Description of the task: Copy each line of the data beneath in which the word "baseball" appears.

Supplied data:
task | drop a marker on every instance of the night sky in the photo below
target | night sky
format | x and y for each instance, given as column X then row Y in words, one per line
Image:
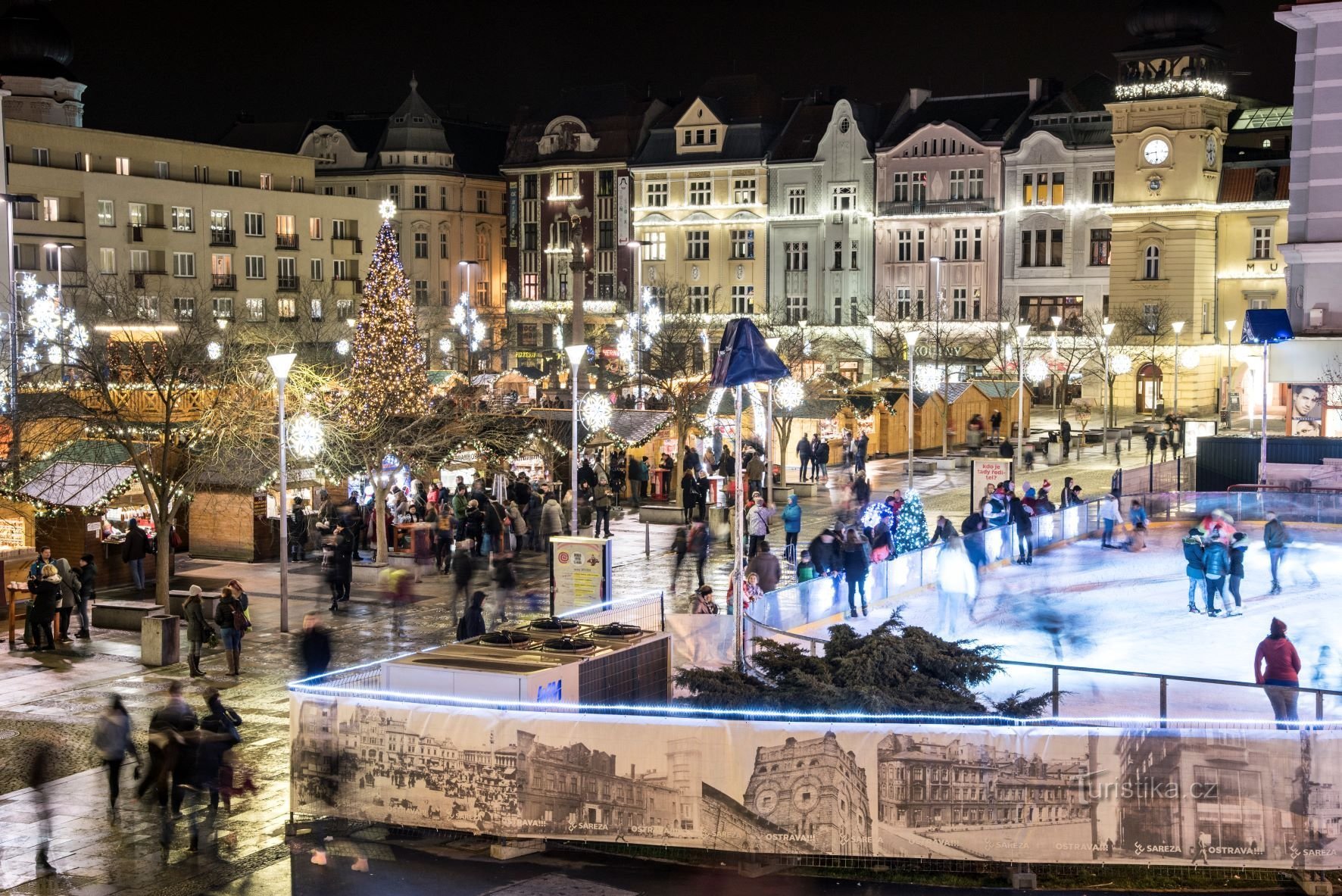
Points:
column 186, row 69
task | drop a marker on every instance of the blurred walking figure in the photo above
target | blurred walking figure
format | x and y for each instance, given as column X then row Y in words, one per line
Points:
column 39, row 776
column 473, row 621
column 1277, row 667
column 1194, row 568
column 111, row 739
column 957, row 584
column 316, row 645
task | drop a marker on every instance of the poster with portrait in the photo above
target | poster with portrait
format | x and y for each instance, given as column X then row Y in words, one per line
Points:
column 1307, row 410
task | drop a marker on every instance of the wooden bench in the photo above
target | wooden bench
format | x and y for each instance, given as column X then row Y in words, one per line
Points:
column 17, row 595
column 123, row 616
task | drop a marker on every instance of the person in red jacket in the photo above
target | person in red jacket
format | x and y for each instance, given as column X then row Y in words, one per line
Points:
column 1277, row 667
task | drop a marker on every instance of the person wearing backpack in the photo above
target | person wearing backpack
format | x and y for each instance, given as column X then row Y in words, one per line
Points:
column 111, row 739
column 233, row 623
column 473, row 621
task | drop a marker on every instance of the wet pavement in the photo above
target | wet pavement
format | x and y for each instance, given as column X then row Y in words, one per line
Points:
column 57, row 698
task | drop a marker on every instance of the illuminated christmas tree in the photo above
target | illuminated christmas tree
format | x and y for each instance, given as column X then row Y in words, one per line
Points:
column 912, row 530
column 391, row 373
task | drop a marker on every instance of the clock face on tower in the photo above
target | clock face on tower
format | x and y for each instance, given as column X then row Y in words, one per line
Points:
column 1156, row 152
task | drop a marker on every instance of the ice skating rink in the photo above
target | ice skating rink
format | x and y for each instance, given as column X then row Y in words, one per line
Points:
column 1113, row 609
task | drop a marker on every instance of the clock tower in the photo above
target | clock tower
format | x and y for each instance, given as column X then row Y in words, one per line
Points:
column 1171, row 120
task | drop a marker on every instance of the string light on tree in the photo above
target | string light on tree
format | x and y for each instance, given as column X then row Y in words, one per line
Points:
column 912, row 530
column 595, row 411
column 788, row 393
column 388, row 356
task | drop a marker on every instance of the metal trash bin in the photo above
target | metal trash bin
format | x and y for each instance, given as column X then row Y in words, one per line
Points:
column 160, row 643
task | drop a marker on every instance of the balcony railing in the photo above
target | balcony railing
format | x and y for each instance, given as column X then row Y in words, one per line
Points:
column 137, row 231
column 950, row 207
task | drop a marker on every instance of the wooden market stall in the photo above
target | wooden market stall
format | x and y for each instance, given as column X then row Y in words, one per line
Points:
column 1001, row 396
column 85, row 495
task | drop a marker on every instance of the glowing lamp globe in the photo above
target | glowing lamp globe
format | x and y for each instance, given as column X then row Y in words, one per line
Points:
column 789, row 393
column 926, row 377
column 595, row 411
column 306, row 438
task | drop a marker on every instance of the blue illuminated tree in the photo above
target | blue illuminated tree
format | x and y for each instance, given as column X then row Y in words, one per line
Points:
column 912, row 530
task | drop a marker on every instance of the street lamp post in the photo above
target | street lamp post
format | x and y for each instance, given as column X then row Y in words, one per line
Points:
column 1107, row 329
column 575, row 353
column 1056, row 321
column 1022, row 332
column 61, row 298
column 281, row 364
column 768, row 433
column 910, row 339
column 1178, row 327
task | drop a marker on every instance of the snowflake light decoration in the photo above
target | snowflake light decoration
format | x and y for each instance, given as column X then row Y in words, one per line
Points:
column 595, row 411
column 877, row 513
column 789, row 393
column 306, row 436
column 926, row 377
column 1036, row 370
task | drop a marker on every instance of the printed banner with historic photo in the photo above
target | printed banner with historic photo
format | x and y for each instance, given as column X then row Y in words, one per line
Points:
column 1270, row 798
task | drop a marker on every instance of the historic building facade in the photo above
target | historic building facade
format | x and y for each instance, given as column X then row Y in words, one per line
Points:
column 928, row 784
column 570, row 195
column 816, row 790
column 450, row 215
column 822, row 207
column 1056, row 224
column 940, row 201
column 701, row 184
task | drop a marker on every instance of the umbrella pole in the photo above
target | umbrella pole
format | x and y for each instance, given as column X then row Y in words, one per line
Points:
column 738, row 529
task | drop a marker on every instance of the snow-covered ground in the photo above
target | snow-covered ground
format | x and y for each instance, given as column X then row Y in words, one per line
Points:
column 1129, row 610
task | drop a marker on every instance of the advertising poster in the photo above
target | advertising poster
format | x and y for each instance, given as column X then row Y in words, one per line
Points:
column 985, row 473
column 1307, row 410
column 582, row 570
column 1153, row 796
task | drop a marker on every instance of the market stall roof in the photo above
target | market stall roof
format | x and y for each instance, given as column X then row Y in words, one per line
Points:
column 997, row 388
column 629, row 427
column 76, row 485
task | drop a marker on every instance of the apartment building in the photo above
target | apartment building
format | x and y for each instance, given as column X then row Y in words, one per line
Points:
column 201, row 229
column 701, row 184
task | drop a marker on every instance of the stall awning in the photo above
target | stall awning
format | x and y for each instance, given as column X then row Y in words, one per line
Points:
column 76, row 485
column 629, row 427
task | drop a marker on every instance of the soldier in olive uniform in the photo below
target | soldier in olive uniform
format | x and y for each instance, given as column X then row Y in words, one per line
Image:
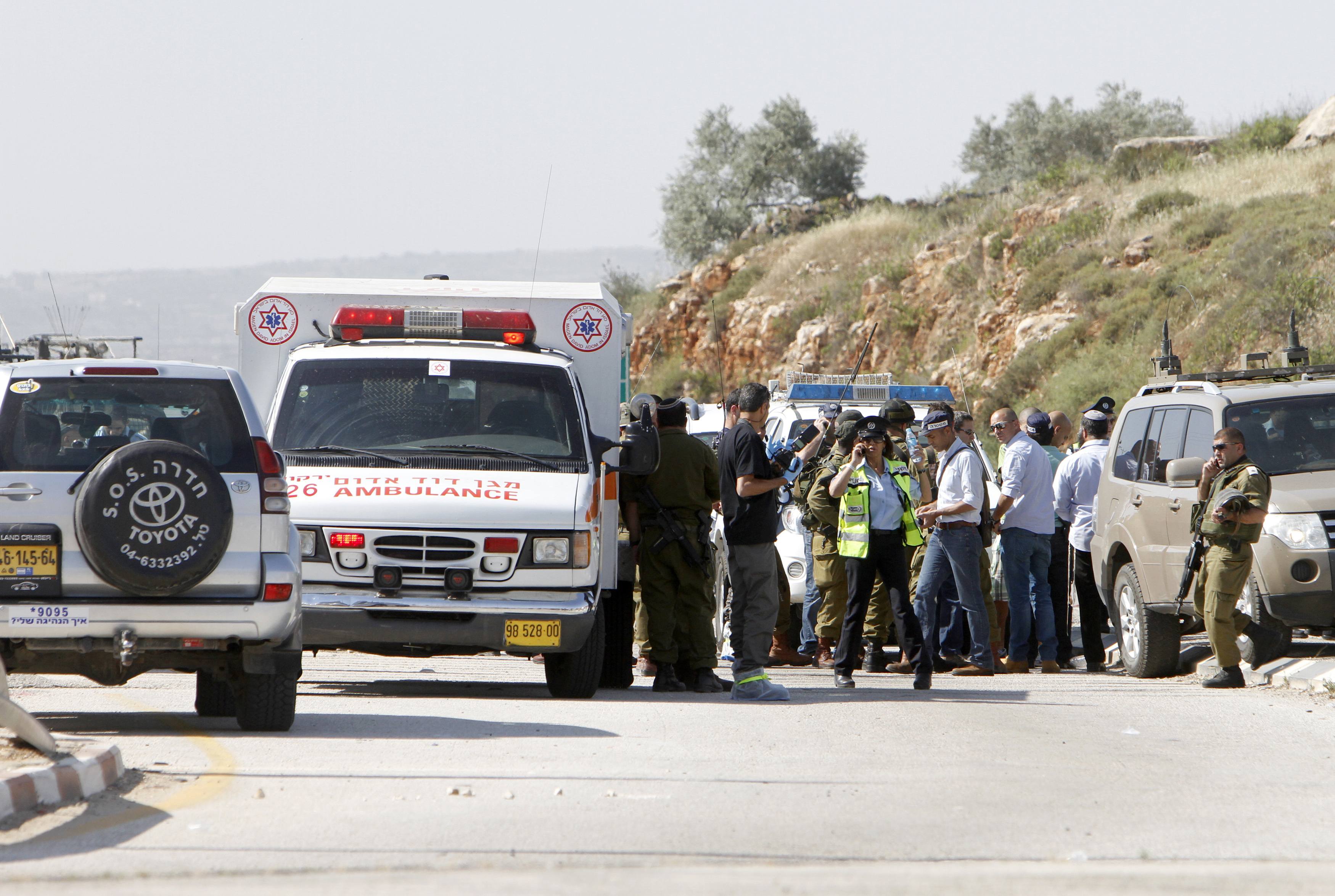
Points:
column 1237, row 495
column 675, row 591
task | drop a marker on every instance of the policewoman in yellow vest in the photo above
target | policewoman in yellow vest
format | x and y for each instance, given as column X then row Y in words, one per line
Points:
column 876, row 525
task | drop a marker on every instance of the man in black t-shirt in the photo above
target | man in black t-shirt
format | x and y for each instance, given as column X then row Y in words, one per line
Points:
column 748, row 485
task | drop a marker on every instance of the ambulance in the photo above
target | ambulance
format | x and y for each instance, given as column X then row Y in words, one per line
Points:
column 452, row 457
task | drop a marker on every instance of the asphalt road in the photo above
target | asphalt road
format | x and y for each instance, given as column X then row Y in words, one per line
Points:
column 461, row 774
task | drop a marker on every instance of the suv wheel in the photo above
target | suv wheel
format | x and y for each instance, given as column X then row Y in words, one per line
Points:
column 214, row 697
column 1150, row 641
column 266, row 703
column 577, row 675
column 1251, row 603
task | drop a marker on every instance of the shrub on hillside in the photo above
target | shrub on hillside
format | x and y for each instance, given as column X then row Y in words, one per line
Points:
column 1163, row 201
column 1033, row 141
column 732, row 174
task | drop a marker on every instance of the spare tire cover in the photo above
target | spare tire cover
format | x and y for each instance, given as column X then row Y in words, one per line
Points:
column 154, row 519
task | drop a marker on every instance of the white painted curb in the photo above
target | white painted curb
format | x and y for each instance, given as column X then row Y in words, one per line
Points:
column 90, row 770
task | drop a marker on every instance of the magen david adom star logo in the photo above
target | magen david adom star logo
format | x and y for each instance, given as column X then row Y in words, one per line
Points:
column 588, row 326
column 273, row 320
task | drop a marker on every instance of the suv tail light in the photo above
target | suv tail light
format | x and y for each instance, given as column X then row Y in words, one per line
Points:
column 273, row 487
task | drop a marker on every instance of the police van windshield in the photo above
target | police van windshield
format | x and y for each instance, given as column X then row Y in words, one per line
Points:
column 1290, row 434
column 417, row 406
column 70, row 422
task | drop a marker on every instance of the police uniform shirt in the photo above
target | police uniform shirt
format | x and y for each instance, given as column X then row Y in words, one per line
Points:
column 1078, row 491
column 886, row 497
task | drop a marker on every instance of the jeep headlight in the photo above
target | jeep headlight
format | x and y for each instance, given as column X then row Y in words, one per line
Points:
column 550, row 551
column 1301, row 531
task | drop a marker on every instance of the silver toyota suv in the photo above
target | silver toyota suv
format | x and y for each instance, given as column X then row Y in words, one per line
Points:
column 145, row 525
column 1148, row 489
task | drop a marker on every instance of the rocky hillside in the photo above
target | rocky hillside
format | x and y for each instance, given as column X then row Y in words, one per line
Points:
column 1051, row 294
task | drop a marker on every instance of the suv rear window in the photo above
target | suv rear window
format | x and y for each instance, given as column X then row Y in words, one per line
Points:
column 1290, row 434
column 69, row 422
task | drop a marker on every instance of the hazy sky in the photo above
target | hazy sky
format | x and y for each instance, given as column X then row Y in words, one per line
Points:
column 189, row 134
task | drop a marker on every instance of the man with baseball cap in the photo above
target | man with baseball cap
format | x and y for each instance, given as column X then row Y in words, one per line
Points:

Solution below:
task | drop a marker on every instance of the man with baseball cap in the photo above
target | man with baseball cap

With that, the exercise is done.